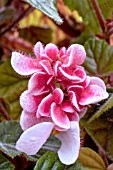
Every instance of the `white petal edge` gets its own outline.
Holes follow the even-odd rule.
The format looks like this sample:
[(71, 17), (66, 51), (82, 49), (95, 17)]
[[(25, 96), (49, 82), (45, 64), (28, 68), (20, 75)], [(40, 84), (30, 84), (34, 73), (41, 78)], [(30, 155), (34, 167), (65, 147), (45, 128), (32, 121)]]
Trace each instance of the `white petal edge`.
[(73, 164), (79, 155), (80, 130), (77, 121), (71, 122), (71, 128), (61, 132), (56, 137), (61, 141), (61, 148), (58, 150), (60, 161), (65, 165)]

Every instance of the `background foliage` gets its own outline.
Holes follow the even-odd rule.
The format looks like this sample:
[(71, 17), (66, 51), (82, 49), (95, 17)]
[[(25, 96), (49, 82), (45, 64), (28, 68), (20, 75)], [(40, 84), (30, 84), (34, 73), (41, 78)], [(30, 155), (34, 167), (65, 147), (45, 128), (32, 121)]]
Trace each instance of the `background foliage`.
[[(112, 13), (112, 0), (0, 1), (0, 170), (113, 169)], [(60, 142), (52, 135), (34, 156), (15, 149), (22, 133), (19, 96), (28, 77), (15, 73), (10, 57), (12, 51), (32, 53), (37, 41), (59, 48), (83, 44), (87, 74), (102, 78), (110, 94), (106, 101), (90, 106), (81, 119), (80, 155), (71, 166), (58, 159)]]

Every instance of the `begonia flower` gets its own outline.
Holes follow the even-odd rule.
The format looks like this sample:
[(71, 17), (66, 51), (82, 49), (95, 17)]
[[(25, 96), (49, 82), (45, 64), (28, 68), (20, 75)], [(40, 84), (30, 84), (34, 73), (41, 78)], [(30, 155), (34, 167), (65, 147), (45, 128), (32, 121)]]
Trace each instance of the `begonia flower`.
[(34, 54), (35, 58), (13, 52), (11, 58), (18, 74), (30, 76), (28, 89), (20, 96), (24, 132), (16, 148), (34, 155), (53, 133), (61, 141), (60, 161), (70, 165), (79, 155), (80, 118), (90, 104), (106, 99), (108, 93), (104, 82), (87, 76), (81, 66), (86, 58), (82, 45), (59, 50), (52, 43), (44, 47), (38, 42)]

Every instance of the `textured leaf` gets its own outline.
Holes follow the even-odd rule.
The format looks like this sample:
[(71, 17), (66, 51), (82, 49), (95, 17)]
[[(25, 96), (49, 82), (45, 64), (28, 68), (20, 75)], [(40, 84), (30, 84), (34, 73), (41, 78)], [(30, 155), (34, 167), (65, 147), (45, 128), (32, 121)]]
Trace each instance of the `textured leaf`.
[(14, 170), (14, 165), (0, 153), (0, 170)]
[(0, 123), (0, 150), (11, 158), (20, 155), (21, 152), (15, 149), (15, 143), (21, 133), (20, 125), (15, 121)]
[(74, 11), (77, 10), (79, 15), (83, 18), (87, 34), (99, 33), (101, 31), (96, 14), (89, 0), (64, 0), (65, 4)]
[(113, 108), (113, 94), (109, 97), (109, 99), (100, 107), (100, 109), (95, 112), (95, 114), (88, 120), (88, 123), (93, 122), (98, 119), (102, 114), (107, 112), (109, 109)]
[(47, 44), (52, 40), (52, 30), (50, 28), (30, 26), (20, 29), (19, 35), (33, 44), (37, 41)]
[(70, 168), (66, 168), (66, 170), (89, 170), (89, 169), (83, 166), (81, 161), (77, 160), (74, 165), (72, 165)]
[(44, 14), (54, 19), (57, 23), (61, 24), (62, 19), (60, 18), (57, 8), (56, 0), (26, 0), (32, 6), (42, 11)]
[(102, 77), (113, 72), (113, 46), (104, 40), (89, 39), (85, 49), (87, 58), (84, 67), (88, 74)]
[(90, 148), (81, 148), (78, 160), (88, 170), (106, 170), (102, 158)]
[(11, 7), (3, 8), (0, 11), (0, 25), (11, 21), (14, 16), (14, 9)]
[(54, 152), (46, 152), (36, 163), (34, 170), (64, 170), (64, 165), (59, 161)]
[[(19, 96), (27, 88), (27, 78), (20, 77), (11, 67), (10, 61), (0, 65), (0, 98), (6, 99), (10, 104), (13, 118), (20, 116), (21, 108)], [(16, 112), (15, 112), (16, 111)]]

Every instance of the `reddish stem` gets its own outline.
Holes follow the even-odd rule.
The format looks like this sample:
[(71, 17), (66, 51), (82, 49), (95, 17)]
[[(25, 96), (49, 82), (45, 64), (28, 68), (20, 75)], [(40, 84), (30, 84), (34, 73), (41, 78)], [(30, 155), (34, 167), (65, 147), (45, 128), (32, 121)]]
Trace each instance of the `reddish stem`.
[(7, 111), (4, 107), (0, 106), (0, 113), (4, 116), (6, 120), (11, 120), (10, 116), (8, 115)]
[(102, 29), (103, 32), (105, 32), (105, 20), (104, 20), (104, 16), (101, 12), (101, 9), (98, 5), (97, 0), (92, 0), (92, 5), (93, 5), (93, 8), (94, 8), (96, 15), (98, 17), (101, 29)]

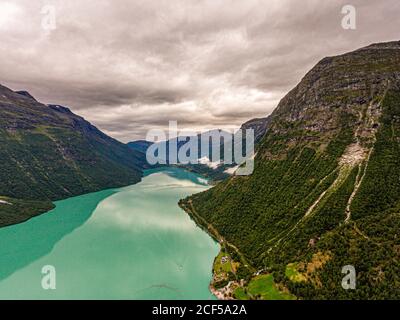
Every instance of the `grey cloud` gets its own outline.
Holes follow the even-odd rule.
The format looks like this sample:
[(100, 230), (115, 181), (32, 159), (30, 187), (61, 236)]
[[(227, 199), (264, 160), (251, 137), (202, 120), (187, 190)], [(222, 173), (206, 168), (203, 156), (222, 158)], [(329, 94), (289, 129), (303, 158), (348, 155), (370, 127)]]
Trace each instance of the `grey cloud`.
[[(50, 33), (45, 4), (57, 12)], [(398, 37), (398, 0), (353, 0), (351, 31), (341, 28), (345, 4), (2, 0), (0, 83), (67, 105), (123, 141), (169, 120), (238, 127), (269, 114), (323, 57)]]

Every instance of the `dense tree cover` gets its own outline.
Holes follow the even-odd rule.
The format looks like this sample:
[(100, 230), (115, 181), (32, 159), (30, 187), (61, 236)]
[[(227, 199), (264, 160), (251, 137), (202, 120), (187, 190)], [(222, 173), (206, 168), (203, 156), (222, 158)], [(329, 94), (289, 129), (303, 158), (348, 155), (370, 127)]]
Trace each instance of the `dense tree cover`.
[[(344, 223), (346, 205), (359, 166), (364, 168), (365, 163), (349, 169), (343, 183), (327, 194), (312, 217), (298, 223), (338, 178), (338, 156), (352, 142), (349, 126), (342, 128), (324, 153), (297, 146), (284, 160), (257, 159), (253, 176), (235, 177), (192, 196), (194, 207), (255, 266), (272, 270), (276, 281), (298, 297), (400, 298), (399, 97), (398, 91), (390, 91), (383, 102), (376, 149), (351, 207), (349, 224)], [(268, 144), (276, 139), (280, 138), (267, 137), (264, 147), (271, 150)], [(310, 240), (315, 245), (310, 246)], [(310, 262), (318, 252), (329, 253), (330, 259), (309, 281), (294, 283), (285, 277), (288, 263)], [(357, 290), (341, 287), (345, 265), (356, 267)]]
[(353, 218), (379, 214), (400, 200), (400, 94), (389, 91), (383, 101), (374, 151), (352, 204)]
[(216, 183), (218, 181), (222, 181), (230, 177), (230, 175), (225, 172), (225, 170), (227, 170), (228, 167), (224, 165), (221, 165), (217, 168), (211, 168), (204, 164), (185, 164), (185, 165), (178, 165), (178, 167), (200, 174), (210, 179), (211, 183)]
[[(140, 181), (141, 158), (125, 144), (67, 108), (1, 86), (0, 93), (0, 196), (44, 201), (51, 208), (49, 201)], [(14, 206), (16, 222), (28, 207), (22, 213)], [(0, 206), (1, 220), (13, 220), (9, 209)], [(32, 205), (32, 215), (42, 211)]]
[(54, 208), (51, 201), (18, 200), (1, 197), (0, 226), (23, 222), (29, 218)]
[[(228, 241), (248, 248), (247, 258), (262, 264), (275, 238), (293, 226), (336, 178), (336, 154), (343, 152), (350, 133), (343, 129), (324, 154), (299, 146), (283, 161), (256, 161), (251, 177), (222, 182), (194, 195), (193, 203)], [(271, 137), (270, 143), (276, 141), (280, 143), (280, 138)]]
[[(400, 298), (400, 56), (378, 49), (324, 59), (273, 113), (253, 175), (185, 200), (298, 298)], [(371, 156), (342, 163), (355, 144)], [(341, 286), (345, 265), (356, 290)]]
[(0, 131), (0, 195), (20, 199), (58, 200), (127, 185), (138, 170), (112, 159), (97, 142), (67, 129)]

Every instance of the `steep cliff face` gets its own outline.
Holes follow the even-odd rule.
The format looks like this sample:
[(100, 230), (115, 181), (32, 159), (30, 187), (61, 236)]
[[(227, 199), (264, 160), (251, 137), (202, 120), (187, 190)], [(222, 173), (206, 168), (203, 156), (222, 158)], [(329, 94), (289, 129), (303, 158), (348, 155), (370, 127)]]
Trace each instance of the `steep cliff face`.
[(0, 196), (9, 202), (0, 204), (0, 226), (46, 211), (50, 201), (141, 178), (141, 157), (125, 144), (68, 108), (3, 86), (0, 143)]
[(242, 124), (240, 129), (243, 130), (243, 132), (248, 129), (254, 130), (254, 141), (258, 144), (268, 130), (270, 119), (270, 117), (251, 119)]
[(400, 80), (399, 50), (399, 42), (393, 42), (323, 59), (282, 99), (271, 116), (271, 131), (301, 131), (288, 142), (323, 147), (349, 126), (363, 146), (373, 142), (382, 99)]
[(184, 204), (298, 297), (399, 298), (399, 116), (400, 42), (325, 58), (268, 118), (253, 175)]

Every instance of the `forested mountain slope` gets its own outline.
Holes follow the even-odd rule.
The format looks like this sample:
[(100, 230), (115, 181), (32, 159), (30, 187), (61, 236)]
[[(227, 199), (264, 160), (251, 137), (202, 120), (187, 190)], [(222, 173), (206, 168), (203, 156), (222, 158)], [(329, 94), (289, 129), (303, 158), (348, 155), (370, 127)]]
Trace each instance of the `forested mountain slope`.
[(0, 86), (0, 226), (51, 201), (136, 183), (143, 158), (69, 109)]
[(251, 176), (181, 205), (298, 298), (399, 299), (400, 42), (323, 59), (268, 126)]

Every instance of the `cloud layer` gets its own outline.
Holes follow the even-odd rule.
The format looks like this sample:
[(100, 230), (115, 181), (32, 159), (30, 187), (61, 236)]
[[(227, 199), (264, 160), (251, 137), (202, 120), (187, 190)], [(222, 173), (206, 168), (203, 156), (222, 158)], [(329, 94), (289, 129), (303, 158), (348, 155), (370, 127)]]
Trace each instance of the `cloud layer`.
[[(177, 120), (268, 115), (321, 58), (400, 38), (398, 0), (1, 0), (0, 83), (70, 107), (122, 141)], [(41, 9), (56, 10), (56, 29)]]

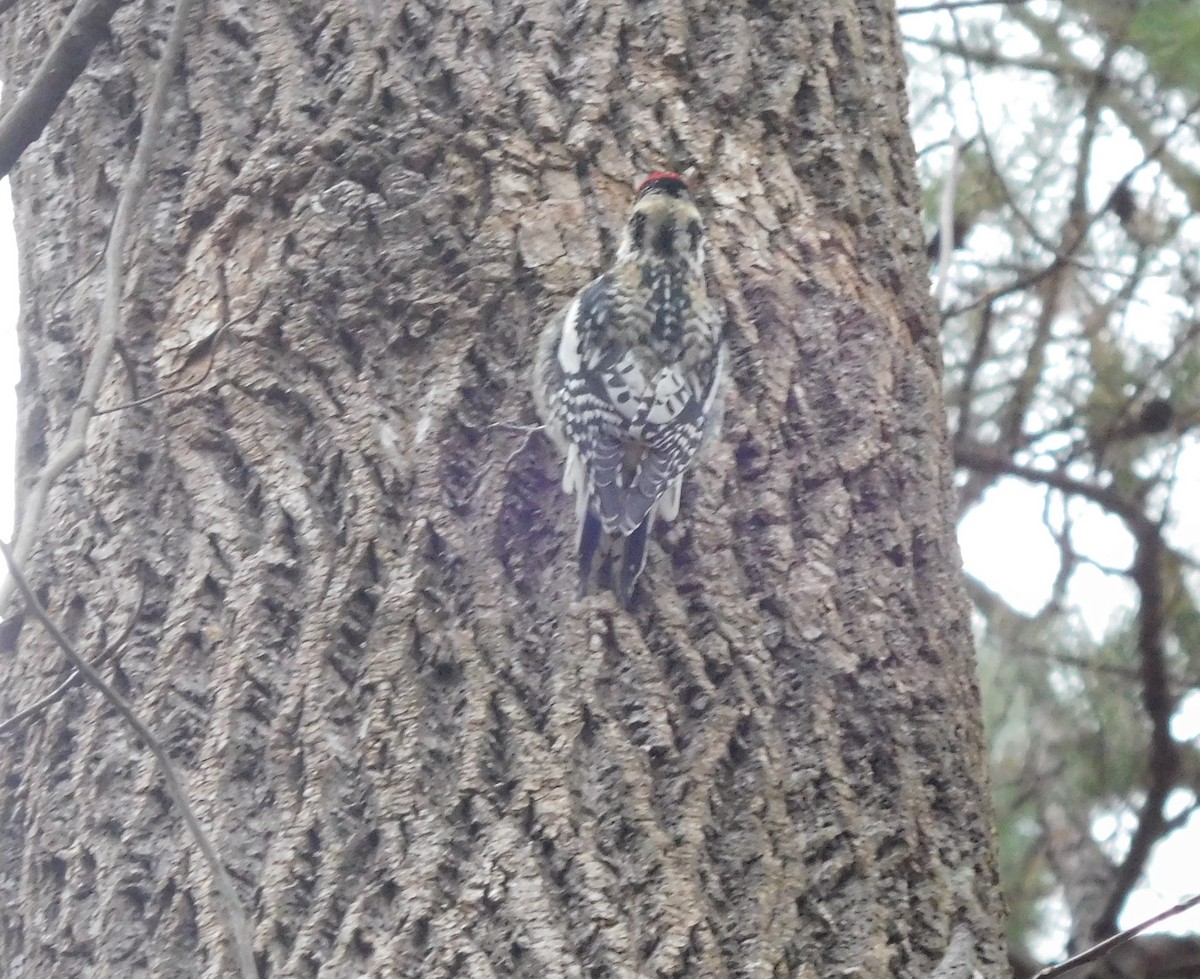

Work instructions
If a line in the data above holds the string "outline", copy it.

Solution to this problem
Every instance of the `white petal edge` gets its own outline.
Every instance of the `background foliage` gets its own outline.
Every instance of the `begonia flower` gets its own outline.
Every instance of the `textured leaf` gets its own outline.
Every instance of the `reddish stem` gets its own outline.
Every instance of the `grey cloud` gets its own outline.
Every instance of the `dense tree cover` gets its own outline.
Every instance of the `steep cliff face` gets its own outline.
Every instance of the `forested mountain slope` gets its own outline.
Every instance of the `cloud layer` gets its own outline.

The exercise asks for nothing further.